━━━━━ Linhas fornecidas ━━━━━

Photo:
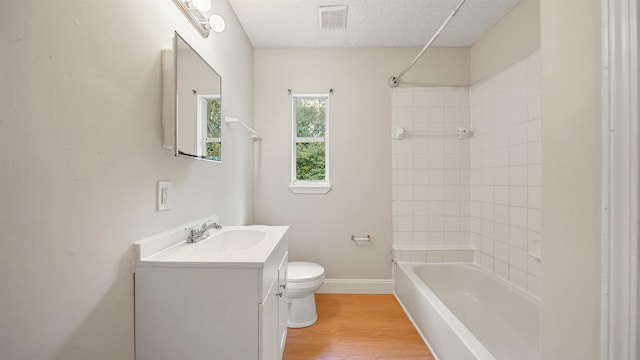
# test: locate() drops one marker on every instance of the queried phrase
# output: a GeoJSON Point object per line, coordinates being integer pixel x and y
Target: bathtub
{"type": "Point", "coordinates": [463, 312]}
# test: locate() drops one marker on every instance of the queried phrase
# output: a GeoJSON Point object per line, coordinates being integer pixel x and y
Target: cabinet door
{"type": "Point", "coordinates": [282, 305]}
{"type": "Point", "coordinates": [269, 324]}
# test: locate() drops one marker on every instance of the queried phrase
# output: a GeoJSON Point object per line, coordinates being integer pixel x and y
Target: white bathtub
{"type": "Point", "coordinates": [463, 312]}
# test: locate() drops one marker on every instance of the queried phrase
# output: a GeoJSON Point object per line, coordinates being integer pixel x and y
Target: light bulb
{"type": "Point", "coordinates": [216, 22]}
{"type": "Point", "coordinates": [203, 6]}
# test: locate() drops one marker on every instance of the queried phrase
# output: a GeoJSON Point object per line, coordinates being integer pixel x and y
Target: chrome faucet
{"type": "Point", "coordinates": [196, 235]}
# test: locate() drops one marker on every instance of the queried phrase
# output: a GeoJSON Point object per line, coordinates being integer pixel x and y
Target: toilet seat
{"type": "Point", "coordinates": [303, 272]}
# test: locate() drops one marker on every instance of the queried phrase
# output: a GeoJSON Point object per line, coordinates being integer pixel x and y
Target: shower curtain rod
{"type": "Point", "coordinates": [394, 81]}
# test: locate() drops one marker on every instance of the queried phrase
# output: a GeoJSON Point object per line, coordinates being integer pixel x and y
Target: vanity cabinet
{"type": "Point", "coordinates": [217, 310]}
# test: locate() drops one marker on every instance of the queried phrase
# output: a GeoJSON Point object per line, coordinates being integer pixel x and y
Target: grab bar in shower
{"type": "Point", "coordinates": [463, 133]}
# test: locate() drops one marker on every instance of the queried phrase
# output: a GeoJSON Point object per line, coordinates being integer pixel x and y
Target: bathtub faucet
{"type": "Point", "coordinates": [196, 235]}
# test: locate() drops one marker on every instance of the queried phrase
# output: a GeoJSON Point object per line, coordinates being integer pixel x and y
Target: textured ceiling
{"type": "Point", "coordinates": [370, 23]}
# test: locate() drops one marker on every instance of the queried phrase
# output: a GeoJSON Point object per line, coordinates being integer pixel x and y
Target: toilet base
{"type": "Point", "coordinates": [302, 311]}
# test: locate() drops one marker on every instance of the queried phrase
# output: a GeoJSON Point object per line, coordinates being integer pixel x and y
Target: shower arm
{"type": "Point", "coordinates": [394, 81]}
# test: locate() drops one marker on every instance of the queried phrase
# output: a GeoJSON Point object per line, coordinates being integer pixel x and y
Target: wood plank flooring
{"type": "Point", "coordinates": [357, 327]}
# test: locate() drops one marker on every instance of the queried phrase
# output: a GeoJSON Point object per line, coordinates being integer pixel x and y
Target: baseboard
{"type": "Point", "coordinates": [357, 286]}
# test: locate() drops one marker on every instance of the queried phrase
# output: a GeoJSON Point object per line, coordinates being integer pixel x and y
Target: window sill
{"type": "Point", "coordinates": [310, 188]}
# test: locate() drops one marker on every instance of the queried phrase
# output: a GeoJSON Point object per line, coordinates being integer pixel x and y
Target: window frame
{"type": "Point", "coordinates": [309, 186]}
{"type": "Point", "coordinates": [203, 138]}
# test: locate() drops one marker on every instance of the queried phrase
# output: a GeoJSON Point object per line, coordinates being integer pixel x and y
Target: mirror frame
{"type": "Point", "coordinates": [177, 151]}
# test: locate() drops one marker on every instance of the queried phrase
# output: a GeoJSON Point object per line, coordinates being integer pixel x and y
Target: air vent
{"type": "Point", "coordinates": [333, 17]}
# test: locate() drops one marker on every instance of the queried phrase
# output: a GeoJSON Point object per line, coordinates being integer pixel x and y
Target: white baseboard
{"type": "Point", "coordinates": [357, 286]}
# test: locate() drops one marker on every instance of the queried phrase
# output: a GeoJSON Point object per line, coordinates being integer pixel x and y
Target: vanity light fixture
{"type": "Point", "coordinates": [201, 16]}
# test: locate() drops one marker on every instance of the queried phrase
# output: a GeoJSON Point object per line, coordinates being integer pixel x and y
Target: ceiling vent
{"type": "Point", "coordinates": [333, 17]}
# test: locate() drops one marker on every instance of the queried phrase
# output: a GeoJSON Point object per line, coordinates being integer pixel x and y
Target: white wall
{"type": "Point", "coordinates": [80, 152]}
{"type": "Point", "coordinates": [360, 201]}
{"type": "Point", "coordinates": [511, 39]}
{"type": "Point", "coordinates": [570, 54]}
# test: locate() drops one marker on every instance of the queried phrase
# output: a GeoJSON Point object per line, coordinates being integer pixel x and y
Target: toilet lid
{"type": "Point", "coordinates": [300, 271]}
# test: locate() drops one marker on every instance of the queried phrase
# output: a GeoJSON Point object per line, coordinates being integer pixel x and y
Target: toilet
{"type": "Point", "coordinates": [303, 280]}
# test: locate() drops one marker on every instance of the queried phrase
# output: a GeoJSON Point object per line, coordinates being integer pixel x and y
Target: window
{"type": "Point", "coordinates": [210, 120]}
{"type": "Point", "coordinates": [310, 160]}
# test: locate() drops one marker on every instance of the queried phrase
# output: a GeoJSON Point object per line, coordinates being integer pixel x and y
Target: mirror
{"type": "Point", "coordinates": [198, 111]}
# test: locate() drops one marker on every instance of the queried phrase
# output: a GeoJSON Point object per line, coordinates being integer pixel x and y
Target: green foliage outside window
{"type": "Point", "coordinates": [310, 123]}
{"type": "Point", "coordinates": [310, 162]}
{"type": "Point", "coordinates": [214, 126]}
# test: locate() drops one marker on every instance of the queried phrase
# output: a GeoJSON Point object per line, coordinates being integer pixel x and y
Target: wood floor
{"type": "Point", "coordinates": [357, 327]}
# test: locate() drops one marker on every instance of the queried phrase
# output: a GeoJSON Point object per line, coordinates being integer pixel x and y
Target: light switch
{"type": "Point", "coordinates": [165, 195]}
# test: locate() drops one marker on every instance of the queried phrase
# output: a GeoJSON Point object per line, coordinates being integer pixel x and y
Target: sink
{"type": "Point", "coordinates": [229, 240]}
{"type": "Point", "coordinates": [229, 246]}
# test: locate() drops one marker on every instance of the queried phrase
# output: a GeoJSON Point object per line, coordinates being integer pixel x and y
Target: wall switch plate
{"type": "Point", "coordinates": [165, 195]}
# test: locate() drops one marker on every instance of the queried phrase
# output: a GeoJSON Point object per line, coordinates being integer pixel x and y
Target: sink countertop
{"type": "Point", "coordinates": [171, 249]}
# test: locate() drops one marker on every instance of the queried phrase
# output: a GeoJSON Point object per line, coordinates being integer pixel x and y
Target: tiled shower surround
{"type": "Point", "coordinates": [483, 193]}
{"type": "Point", "coordinates": [431, 175]}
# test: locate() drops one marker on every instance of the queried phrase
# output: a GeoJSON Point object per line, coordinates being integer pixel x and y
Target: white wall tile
{"type": "Point", "coordinates": [518, 176]}
{"type": "Point", "coordinates": [518, 278]}
{"type": "Point", "coordinates": [518, 155]}
{"type": "Point", "coordinates": [485, 191]}
{"type": "Point", "coordinates": [518, 258]}
{"type": "Point", "coordinates": [518, 216]}
{"type": "Point", "coordinates": [518, 196]}
{"type": "Point", "coordinates": [518, 237]}
{"type": "Point", "coordinates": [518, 134]}
{"type": "Point", "coordinates": [535, 197]}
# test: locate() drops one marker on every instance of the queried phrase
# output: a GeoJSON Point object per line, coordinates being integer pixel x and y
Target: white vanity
{"type": "Point", "coordinates": [223, 297]}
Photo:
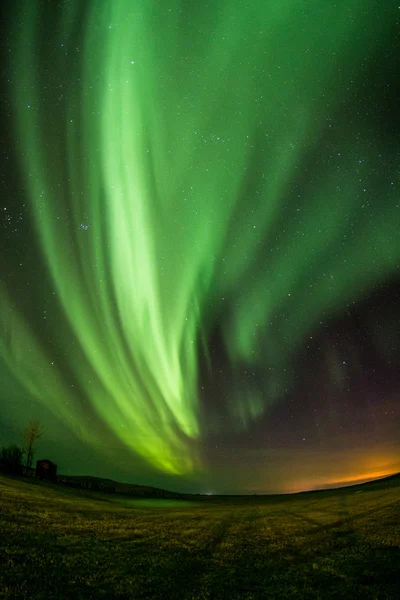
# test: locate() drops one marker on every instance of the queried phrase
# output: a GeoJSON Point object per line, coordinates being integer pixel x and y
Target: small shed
{"type": "Point", "coordinates": [46, 469]}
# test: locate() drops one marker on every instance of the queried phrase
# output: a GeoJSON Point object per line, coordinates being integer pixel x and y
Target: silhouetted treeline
{"type": "Point", "coordinates": [11, 458]}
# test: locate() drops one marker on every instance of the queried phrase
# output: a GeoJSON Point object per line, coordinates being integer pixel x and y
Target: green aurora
{"type": "Point", "coordinates": [174, 157]}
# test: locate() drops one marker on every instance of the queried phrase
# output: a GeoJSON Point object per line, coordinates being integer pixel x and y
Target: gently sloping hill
{"type": "Point", "coordinates": [55, 543]}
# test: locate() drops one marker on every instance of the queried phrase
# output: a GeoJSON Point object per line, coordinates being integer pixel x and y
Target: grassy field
{"type": "Point", "coordinates": [60, 543]}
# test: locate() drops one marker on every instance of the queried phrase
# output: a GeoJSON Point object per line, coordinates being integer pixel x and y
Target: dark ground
{"type": "Point", "coordinates": [61, 543]}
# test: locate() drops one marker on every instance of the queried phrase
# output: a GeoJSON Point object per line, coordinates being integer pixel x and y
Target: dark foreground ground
{"type": "Point", "coordinates": [59, 543]}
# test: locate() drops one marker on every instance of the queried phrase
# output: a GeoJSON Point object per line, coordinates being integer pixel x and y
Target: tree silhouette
{"type": "Point", "coordinates": [32, 432]}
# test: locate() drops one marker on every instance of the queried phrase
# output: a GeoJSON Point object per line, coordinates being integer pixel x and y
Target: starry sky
{"type": "Point", "coordinates": [200, 240]}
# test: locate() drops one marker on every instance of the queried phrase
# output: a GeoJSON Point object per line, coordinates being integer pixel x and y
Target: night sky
{"type": "Point", "coordinates": [200, 239]}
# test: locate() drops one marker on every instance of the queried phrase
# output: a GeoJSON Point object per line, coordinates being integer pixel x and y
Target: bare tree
{"type": "Point", "coordinates": [32, 432]}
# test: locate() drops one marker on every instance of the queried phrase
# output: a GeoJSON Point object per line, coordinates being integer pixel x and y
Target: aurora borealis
{"type": "Point", "coordinates": [200, 239]}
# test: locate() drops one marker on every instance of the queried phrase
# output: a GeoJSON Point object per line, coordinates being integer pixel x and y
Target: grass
{"type": "Point", "coordinates": [60, 543]}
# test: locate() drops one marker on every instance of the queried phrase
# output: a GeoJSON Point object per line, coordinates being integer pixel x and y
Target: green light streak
{"type": "Point", "coordinates": [178, 147]}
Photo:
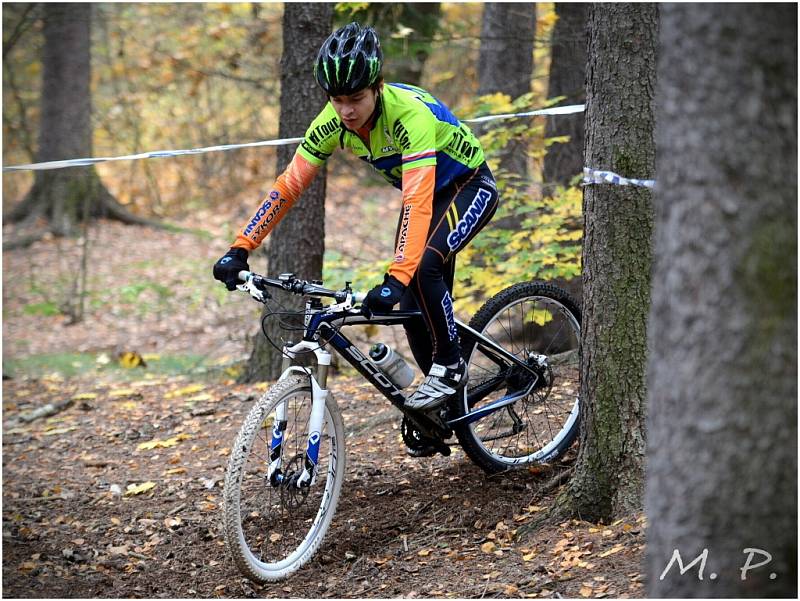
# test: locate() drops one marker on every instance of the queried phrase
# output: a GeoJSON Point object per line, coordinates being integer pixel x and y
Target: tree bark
{"type": "Point", "coordinates": [609, 476]}
{"type": "Point", "coordinates": [505, 64]}
{"type": "Point", "coordinates": [722, 454]}
{"type": "Point", "coordinates": [564, 161]}
{"type": "Point", "coordinates": [297, 243]}
{"type": "Point", "coordinates": [65, 130]}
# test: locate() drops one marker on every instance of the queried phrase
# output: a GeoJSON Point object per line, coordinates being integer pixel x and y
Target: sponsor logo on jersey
{"type": "Point", "coordinates": [265, 215]}
{"type": "Point", "coordinates": [401, 136]}
{"type": "Point", "coordinates": [467, 223]}
{"type": "Point", "coordinates": [488, 181]}
{"type": "Point", "coordinates": [320, 132]}
{"type": "Point", "coordinates": [447, 305]}
{"type": "Point", "coordinates": [400, 255]}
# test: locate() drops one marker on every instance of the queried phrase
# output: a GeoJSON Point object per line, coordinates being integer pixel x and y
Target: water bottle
{"type": "Point", "coordinates": [392, 364]}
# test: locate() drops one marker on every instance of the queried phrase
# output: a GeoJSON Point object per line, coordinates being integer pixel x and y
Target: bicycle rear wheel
{"type": "Point", "coordinates": [540, 325]}
{"type": "Point", "coordinates": [272, 528]}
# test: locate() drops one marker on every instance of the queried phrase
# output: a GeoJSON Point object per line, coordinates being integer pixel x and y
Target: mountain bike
{"type": "Point", "coordinates": [287, 465]}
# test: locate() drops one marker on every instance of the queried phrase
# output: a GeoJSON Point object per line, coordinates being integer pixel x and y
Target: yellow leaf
{"type": "Point", "coordinates": [120, 392]}
{"type": "Point", "coordinates": [616, 549]}
{"type": "Point", "coordinates": [191, 389]}
{"type": "Point", "coordinates": [137, 489]}
{"type": "Point", "coordinates": [131, 359]}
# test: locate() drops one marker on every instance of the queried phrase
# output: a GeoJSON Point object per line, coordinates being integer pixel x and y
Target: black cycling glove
{"type": "Point", "coordinates": [227, 269]}
{"type": "Point", "coordinates": [384, 296]}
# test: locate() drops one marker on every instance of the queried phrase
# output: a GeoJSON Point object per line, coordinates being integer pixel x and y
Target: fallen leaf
{"type": "Point", "coordinates": [163, 444]}
{"type": "Point", "coordinates": [191, 389]}
{"type": "Point", "coordinates": [611, 551]}
{"type": "Point", "coordinates": [121, 392]}
{"type": "Point", "coordinates": [137, 489]}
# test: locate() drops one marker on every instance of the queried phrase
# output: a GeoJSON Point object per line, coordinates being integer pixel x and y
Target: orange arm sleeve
{"type": "Point", "coordinates": [418, 187]}
{"type": "Point", "coordinates": [287, 189]}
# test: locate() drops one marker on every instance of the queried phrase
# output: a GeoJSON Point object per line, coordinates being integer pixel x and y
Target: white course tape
{"type": "Point", "coordinates": [596, 176]}
{"type": "Point", "coordinates": [157, 154]}
{"type": "Point", "coordinates": [562, 110]}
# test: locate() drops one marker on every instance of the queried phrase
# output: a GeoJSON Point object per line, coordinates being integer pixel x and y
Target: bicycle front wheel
{"type": "Point", "coordinates": [540, 325]}
{"type": "Point", "coordinates": [272, 526]}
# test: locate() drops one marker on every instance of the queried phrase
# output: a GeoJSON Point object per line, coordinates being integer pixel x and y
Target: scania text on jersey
{"type": "Point", "coordinates": [323, 131]}
{"type": "Point", "coordinates": [470, 219]}
{"type": "Point", "coordinates": [376, 373]}
{"type": "Point", "coordinates": [254, 222]}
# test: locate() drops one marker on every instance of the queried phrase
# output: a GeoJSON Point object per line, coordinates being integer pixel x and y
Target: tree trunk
{"type": "Point", "coordinates": [505, 64]}
{"type": "Point", "coordinates": [564, 161]}
{"type": "Point", "coordinates": [297, 243]}
{"type": "Point", "coordinates": [722, 454]}
{"type": "Point", "coordinates": [65, 128]}
{"type": "Point", "coordinates": [609, 475]}
{"type": "Point", "coordinates": [423, 17]}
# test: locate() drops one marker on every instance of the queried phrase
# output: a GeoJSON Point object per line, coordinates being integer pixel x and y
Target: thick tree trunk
{"type": "Point", "coordinates": [65, 130]}
{"type": "Point", "coordinates": [505, 64]}
{"type": "Point", "coordinates": [297, 243]}
{"type": "Point", "coordinates": [722, 449]}
{"type": "Point", "coordinates": [564, 161]}
{"type": "Point", "coordinates": [609, 476]}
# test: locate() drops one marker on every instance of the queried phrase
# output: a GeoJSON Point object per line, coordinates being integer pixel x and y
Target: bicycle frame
{"type": "Point", "coordinates": [325, 325]}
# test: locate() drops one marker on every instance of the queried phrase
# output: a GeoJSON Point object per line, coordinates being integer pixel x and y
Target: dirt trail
{"type": "Point", "coordinates": [404, 527]}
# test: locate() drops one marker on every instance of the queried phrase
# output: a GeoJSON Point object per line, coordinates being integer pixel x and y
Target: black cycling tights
{"type": "Point", "coordinates": [460, 210]}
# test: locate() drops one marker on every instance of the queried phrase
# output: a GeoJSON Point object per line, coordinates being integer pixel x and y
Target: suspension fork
{"type": "Point", "coordinates": [319, 395]}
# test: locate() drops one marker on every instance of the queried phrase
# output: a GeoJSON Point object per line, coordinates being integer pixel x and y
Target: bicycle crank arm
{"type": "Point", "coordinates": [505, 401]}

━━━━━

◆ **O que fazer**
Separe todas as linhas acima em que aparece a palavra "trunk" e copie cada uma delas.

◆ **Resultado da tarefa**
Target: tree trunk
Target: thick tree trunk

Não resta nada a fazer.